跳到主要内容

JSON 处理函数

JSON 提取函数

有两类提取函数,并各自对应操作符。操作符仅在字符串以 JSON 逻辑类型存储时可用。 这些函数与 JSON 标量函数支持相同的两种路径表示法。

函数别名操作符说明
json_exists(json, path)若给定路径在 json 中存在则返回 true,否则返回 false
json_extract(json, path)json_extract_path->json 的给定 path 提取 JSON。若 pathLIST,结果为 JSONLIST
json_extract_string(json, path)json_extract_path_text->>json 的给定 path 提取 VARCHAR。若 pathLIST,结果为 VARCHARLIST
json_value(json, path)json 的给定 path 提取 JSON。若该路径值不是标量,则返回 NULL

注意,JSON 提取用的 -> 操作符优先级较低(它也用于 lambda 函数)。因此在表达等值比较(=)等操作时,需要给 -> 表达式加括号。 例如:

SELECT ((JSON '{"field": 42}')->'field') = 42;

警告:Goose 的 JSON 数据类型使用从 0 开始的索引

示例:

CREATE TABLE example (j JSON);
INSERT INTO example VALUES
('{ "family": "anatidae", "species": [ "duck", "goose", "swan", null ] }');
SELECT json_extract(j, '$.family') FROM example;
"anatidae"

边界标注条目
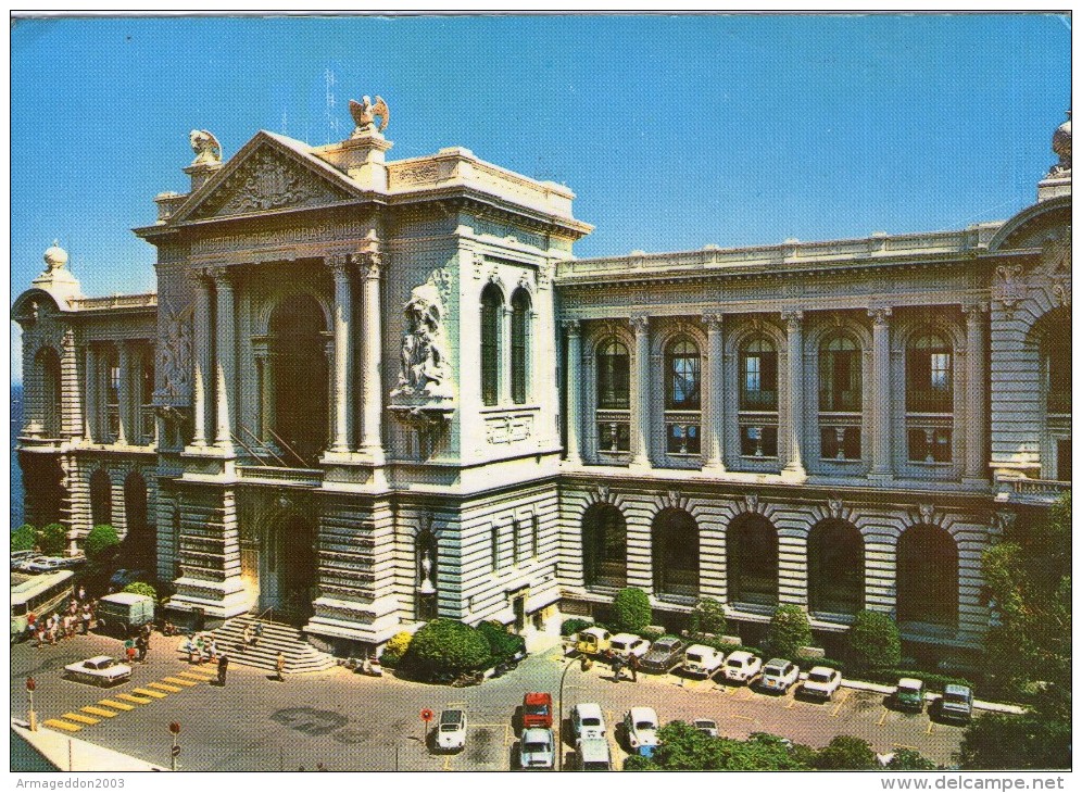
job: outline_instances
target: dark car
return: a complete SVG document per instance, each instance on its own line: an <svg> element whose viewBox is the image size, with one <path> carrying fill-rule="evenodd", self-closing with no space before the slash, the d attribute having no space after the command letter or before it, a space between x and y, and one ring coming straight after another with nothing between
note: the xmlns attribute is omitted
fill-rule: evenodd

---

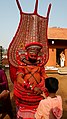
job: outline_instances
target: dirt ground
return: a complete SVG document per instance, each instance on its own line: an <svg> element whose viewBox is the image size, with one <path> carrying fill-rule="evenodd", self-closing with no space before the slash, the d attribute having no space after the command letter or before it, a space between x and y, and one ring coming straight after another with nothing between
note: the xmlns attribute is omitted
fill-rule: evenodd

■ 简短任务 A ■
根据 JSON 处理函数的选段,Goose 的 JSON 数据类型的索引从几开始?
■ 简短任务 B ■
请接着 JSON 处理函数的选段最后一句往下写。

■ 任务结果 A ■
Goose 的 JSON 数据类型使用从 0 开始的索引。

■ 任务结果 B ■
SELECT j->'$.family' FROM example;
"anatidae"
SELECT j->'$.species[0]' FROM example;
"duck"
SELECT j->'$.species[*]' FROM example;
["duck", "goose", "swan", null]
SELECT j->>'$.species[*]' FROM example;
[duck, goose, swan, null]
SELECT j->'$.species'->0 FROM example;
"duck"
SELECT j->'species'->['/0', '/1'] FROM example;
['"duck"', '"goose"']
SELECT json_extract_string(j, '$.family') FROM example;
anatidae
SELECT j->>'$.family' FROM example;
anatidae
SELECT j->>'$.species[0]' FROM example;
duck
SELECT j->'species'->>0 FROM example;
duck
SELECT j->'species'->>['/0', '/1'] FROM example;
[duck, goose]

注意,Goose 的 JSON 数据类型使用从 0 开始的索引

如果需要从同一个 JSON 中提取多个值,提取“路径列表”会更高效:

如下写法会导致 JSON 被解析两次: 因此查询更慢且占用更多内存:

SELECT
json_extract(j, 'family') AS family,
json_extract(j, 'species') AS species
FROM example;
familyspecies
"anatidae"["duck","goose","swan",null]

下面写法结果相同,但速度更快、内存更省:

WITH extracted AS (
SELECT json_extract(j, ['family', 'species']) AS extracted_list
FROM example
)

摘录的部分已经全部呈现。